Stored items:
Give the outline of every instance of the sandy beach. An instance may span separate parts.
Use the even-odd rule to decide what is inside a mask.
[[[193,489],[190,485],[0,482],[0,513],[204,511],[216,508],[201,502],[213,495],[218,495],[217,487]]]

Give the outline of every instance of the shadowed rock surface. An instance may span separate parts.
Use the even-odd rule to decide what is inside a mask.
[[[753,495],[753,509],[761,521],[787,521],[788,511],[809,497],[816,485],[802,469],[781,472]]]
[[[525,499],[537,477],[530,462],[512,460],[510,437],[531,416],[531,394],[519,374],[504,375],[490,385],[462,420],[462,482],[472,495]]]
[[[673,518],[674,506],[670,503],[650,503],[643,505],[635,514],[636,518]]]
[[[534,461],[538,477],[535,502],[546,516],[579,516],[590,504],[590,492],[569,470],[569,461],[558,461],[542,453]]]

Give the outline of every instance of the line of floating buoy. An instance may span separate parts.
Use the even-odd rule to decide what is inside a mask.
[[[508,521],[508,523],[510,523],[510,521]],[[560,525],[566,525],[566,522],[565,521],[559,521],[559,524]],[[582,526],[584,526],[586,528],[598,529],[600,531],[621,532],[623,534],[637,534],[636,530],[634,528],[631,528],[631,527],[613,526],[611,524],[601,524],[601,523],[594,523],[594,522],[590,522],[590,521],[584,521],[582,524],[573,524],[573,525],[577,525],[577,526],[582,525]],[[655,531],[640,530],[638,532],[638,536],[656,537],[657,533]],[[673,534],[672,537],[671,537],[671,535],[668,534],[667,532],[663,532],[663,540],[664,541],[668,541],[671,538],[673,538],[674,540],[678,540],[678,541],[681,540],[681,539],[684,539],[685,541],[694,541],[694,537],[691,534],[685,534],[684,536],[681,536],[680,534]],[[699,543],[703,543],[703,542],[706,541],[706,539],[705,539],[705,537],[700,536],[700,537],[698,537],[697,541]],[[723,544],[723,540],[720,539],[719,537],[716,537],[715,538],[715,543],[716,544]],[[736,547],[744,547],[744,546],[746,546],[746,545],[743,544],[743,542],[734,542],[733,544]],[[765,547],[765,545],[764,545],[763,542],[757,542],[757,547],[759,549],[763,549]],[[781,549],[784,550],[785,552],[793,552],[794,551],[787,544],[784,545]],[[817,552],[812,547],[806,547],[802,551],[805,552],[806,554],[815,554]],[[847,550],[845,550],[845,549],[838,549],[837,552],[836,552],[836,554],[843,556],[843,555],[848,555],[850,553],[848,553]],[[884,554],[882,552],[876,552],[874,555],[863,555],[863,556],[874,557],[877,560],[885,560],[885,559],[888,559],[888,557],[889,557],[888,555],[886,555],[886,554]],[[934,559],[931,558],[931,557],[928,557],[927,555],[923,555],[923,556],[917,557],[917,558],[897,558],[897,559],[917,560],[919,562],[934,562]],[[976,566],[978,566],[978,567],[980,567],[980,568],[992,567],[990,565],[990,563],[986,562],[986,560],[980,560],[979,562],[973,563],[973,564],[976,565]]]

Your goal: Start at the first line of the entries and stop at the line that contains "Give the outline of every instance of the line". Repeat every line in that span exactly, and nothing beyond it.

Answer box:
Give the outline of every instance of the sandy beach. An instance may span separate parts.
Use the even-odd rule to decide what is inside a mask.
[[[193,489],[190,485],[0,482],[0,513],[204,511],[216,508],[201,502],[213,495],[218,495],[217,487]]]

Give the outline of every instance of the shadowed rock surface. An instance may span separate parts.
Use the even-odd rule to decide what is inside a mask.
[[[753,495],[753,509],[761,521],[787,521],[788,511],[809,497],[816,485],[802,469],[781,472]]]
[[[525,499],[537,477],[530,462],[512,460],[510,437],[531,416],[531,394],[519,374],[504,375],[490,385],[462,420],[462,482],[472,495]]]
[[[673,518],[674,506],[670,503],[650,503],[643,505],[635,514],[636,518]]]
[[[534,461],[538,477],[535,502],[546,516],[579,516],[590,504],[590,492],[569,470],[569,461],[558,461],[542,453]]]

Give the outline of every instance of the line of floating buoy. An instance may span separate parts.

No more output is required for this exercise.